Task instructions: Could you transcribe all the entries exactly, omitting the pictures?

▬▬▬▬▬▬

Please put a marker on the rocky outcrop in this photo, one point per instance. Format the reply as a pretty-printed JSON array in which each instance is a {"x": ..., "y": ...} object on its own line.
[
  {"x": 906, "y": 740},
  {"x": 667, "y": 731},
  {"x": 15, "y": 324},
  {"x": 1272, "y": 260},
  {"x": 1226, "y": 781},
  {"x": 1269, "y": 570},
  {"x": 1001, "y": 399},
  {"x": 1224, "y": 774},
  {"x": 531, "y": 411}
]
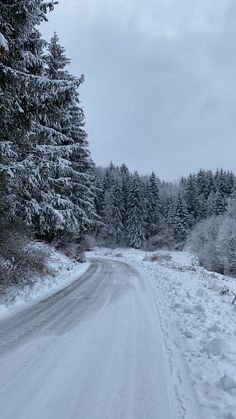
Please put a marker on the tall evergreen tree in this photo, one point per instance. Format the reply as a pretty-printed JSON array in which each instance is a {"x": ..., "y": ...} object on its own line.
[{"x": 135, "y": 214}]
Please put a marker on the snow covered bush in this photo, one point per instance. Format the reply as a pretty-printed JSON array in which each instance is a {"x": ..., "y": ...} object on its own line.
[
  {"x": 214, "y": 241},
  {"x": 20, "y": 258}
]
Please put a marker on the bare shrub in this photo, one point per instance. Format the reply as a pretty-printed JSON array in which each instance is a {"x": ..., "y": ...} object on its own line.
[{"x": 20, "y": 258}]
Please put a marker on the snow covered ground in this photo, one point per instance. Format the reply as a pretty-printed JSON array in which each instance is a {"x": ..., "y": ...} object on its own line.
[
  {"x": 197, "y": 319},
  {"x": 63, "y": 271}
]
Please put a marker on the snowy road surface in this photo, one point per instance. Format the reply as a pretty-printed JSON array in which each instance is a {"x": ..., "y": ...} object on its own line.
[{"x": 90, "y": 351}]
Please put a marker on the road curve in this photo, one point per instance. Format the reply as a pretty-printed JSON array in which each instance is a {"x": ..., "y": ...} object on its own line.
[{"x": 90, "y": 351}]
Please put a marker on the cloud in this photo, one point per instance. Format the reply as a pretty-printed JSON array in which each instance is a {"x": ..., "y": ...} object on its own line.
[{"x": 160, "y": 75}]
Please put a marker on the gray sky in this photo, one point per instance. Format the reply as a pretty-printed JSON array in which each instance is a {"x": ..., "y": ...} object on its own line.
[{"x": 160, "y": 80}]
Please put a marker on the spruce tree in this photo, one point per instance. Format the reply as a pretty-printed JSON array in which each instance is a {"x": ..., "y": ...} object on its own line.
[{"x": 135, "y": 214}]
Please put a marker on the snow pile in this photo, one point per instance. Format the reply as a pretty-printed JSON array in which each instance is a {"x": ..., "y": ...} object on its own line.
[
  {"x": 197, "y": 318},
  {"x": 3, "y": 42},
  {"x": 63, "y": 271}
]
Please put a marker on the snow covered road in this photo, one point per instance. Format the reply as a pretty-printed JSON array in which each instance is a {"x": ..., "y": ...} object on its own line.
[{"x": 93, "y": 350}]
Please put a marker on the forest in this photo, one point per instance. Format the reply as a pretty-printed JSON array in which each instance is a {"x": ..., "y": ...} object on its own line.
[{"x": 50, "y": 188}]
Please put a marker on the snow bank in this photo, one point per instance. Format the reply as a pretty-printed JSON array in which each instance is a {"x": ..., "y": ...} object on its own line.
[
  {"x": 63, "y": 271},
  {"x": 197, "y": 318},
  {"x": 3, "y": 42}
]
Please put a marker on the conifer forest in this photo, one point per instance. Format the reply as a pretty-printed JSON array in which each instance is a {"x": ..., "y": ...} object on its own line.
[{"x": 51, "y": 188}]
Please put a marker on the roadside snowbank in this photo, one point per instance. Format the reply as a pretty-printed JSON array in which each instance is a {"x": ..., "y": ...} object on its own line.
[
  {"x": 63, "y": 271},
  {"x": 197, "y": 318}
]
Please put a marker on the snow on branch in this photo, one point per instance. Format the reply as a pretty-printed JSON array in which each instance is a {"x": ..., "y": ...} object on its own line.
[{"x": 3, "y": 46}]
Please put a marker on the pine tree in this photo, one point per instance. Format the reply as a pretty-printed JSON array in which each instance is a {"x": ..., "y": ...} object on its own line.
[
  {"x": 181, "y": 219},
  {"x": 20, "y": 90},
  {"x": 153, "y": 206},
  {"x": 135, "y": 214}
]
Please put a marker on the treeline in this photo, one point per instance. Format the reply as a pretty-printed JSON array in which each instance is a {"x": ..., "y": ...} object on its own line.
[
  {"x": 144, "y": 212},
  {"x": 45, "y": 164}
]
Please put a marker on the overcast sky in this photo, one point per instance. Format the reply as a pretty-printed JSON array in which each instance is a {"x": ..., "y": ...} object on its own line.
[{"x": 160, "y": 80}]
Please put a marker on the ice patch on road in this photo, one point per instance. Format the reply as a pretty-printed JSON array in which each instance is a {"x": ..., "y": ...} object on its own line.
[{"x": 198, "y": 323}]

▬▬▬▬▬▬

Task result:
Please put a marker on the rocky outcrop in this photo, one point per instance. Format the reply as a pretty-printed JSON array in which each instance is a {"x": ..., "y": ...} object on its own line.
[
  {"x": 906, "y": 740},
  {"x": 667, "y": 731},
  {"x": 15, "y": 324},
  {"x": 1272, "y": 260},
  {"x": 1226, "y": 781},
  {"x": 1269, "y": 570},
  {"x": 1001, "y": 399},
  {"x": 1224, "y": 774},
  {"x": 531, "y": 411}
]
Please put a marker on the tall evergreen tree in this photo, one point per instance. Format the reply as a pretty-printed JSON array in which each instance is a {"x": ..., "y": ...} object on its own line.
[{"x": 135, "y": 214}]
Please put a marker on the snow covered bush in this photo, one point per instance. Format the reply as a pretty-printed JSON array in which each instance is a {"x": ..., "y": ...} object on its own line.
[
  {"x": 214, "y": 241},
  {"x": 20, "y": 258}
]
Please put a marker on the bare shrub in this photo, one point per instance. Format the reply as a pretty-printed JSON array in which each instance is a {"x": ..., "y": ...} object on its own line.
[{"x": 20, "y": 258}]
Please put a marker on the snow covered ground in this photo, one point per instance. Format the reply as a pretty-printed JSON array in which each instance is a {"x": ..., "y": ...} object on its own line.
[
  {"x": 197, "y": 319},
  {"x": 63, "y": 271}
]
Please put a marker on the snowy road surface in this photo, one point per instance. Format the reply as a pretty-printed JSON array in which each instance is a {"x": ..., "y": ...} object on its own line.
[{"x": 90, "y": 351}]
Please put a marker on the road curve in this photo, one point per instance. Format the reply as a pretty-printed JSON array in which each instance is a {"x": ..., "y": ...} object on its own line.
[{"x": 90, "y": 351}]
Please put a marker on the cloud in this photo, one point per instance. Format the reply as a pretty-printed JSON array in which each instance is a {"x": ..., "y": ...} object on its own line.
[{"x": 160, "y": 75}]
Please put a marker on the gray sky in this photo, one point per instance. Format the reply as a pretty-printed JSON array in which each instance is a {"x": ..., "y": ...} object on its own line.
[{"x": 160, "y": 80}]
Please put a marker on the spruce tree in this photo, one point per instance. Format the reply as a pretty-printed JSON array in which each instance is a {"x": ..., "y": ...} object on its own line.
[{"x": 135, "y": 214}]
Please put a marker on the snow pile in this photo, one point per instance. Format the reply as a pretty-printed JSON array in which each instance is a {"x": ..., "y": ...} object on its own line.
[
  {"x": 197, "y": 318},
  {"x": 3, "y": 42},
  {"x": 63, "y": 271}
]
Please put a marker on the snow covered road in this photo, one point per instance. Format the reply as a pretty-printed JSON array in which each instance is a {"x": ..., "y": ...} object on its own line.
[{"x": 93, "y": 350}]
Please put a marker on the forest in this photo, one point per instance. Format the reply as a pretty-printed JSON array in which each instance is a {"x": ..., "y": ...} object on its own line.
[{"x": 50, "y": 188}]
Please put a marker on the snow bank in this photo, one point per instance. Format the reply as a pretty-printed JSON array in which each instance is a {"x": ..., "y": ...} object on its own line.
[
  {"x": 63, "y": 271},
  {"x": 197, "y": 318},
  {"x": 3, "y": 42}
]
Please put a marker on the conifer forest in this photo, one point per instance. Format the reply as a pretty-printed JSON array in which each instance is a {"x": ..., "y": ...} object on its own line.
[{"x": 51, "y": 188}]
Please put a marker on the roadside snowbank in this photo, one point per instance. Format the reply as a pretty-printed JSON array in which each instance is a {"x": ..., "y": ...} object on its own line.
[
  {"x": 63, "y": 271},
  {"x": 197, "y": 318}
]
Please put a marker on the snow on branch in this photo, one point per instance. Format the reply as a pretty-printed JSON array in which each instance is a {"x": ..., "y": ...} object on its own line.
[{"x": 3, "y": 46}]
Please put a marker on the pine tree in this photo, one point per instance. Format the reply as a pretty-printed JSON array in which each instance is a {"x": ..., "y": ...} object on its own line.
[
  {"x": 181, "y": 219},
  {"x": 20, "y": 90},
  {"x": 153, "y": 206},
  {"x": 135, "y": 214}
]
Please put a marker on the treeline in this photo, one point per instance. Format the reply as a pretty-printed JSON array in which each instance is a {"x": ..., "y": ...} object on its own line.
[
  {"x": 144, "y": 212},
  {"x": 45, "y": 164}
]
Please put a marker on the overcast sky in this photo, one point per instance. Format the reply as a pretty-printed JSON array in which each instance is a {"x": ..., "y": ...} object on its own line.
[{"x": 160, "y": 80}]
Please put a marker on the ice patch on road in this photo, one point per instance. Format the reply as a pretty-printed JSON array in which each instance is a {"x": ..., "y": ...} object on its own line.
[{"x": 198, "y": 323}]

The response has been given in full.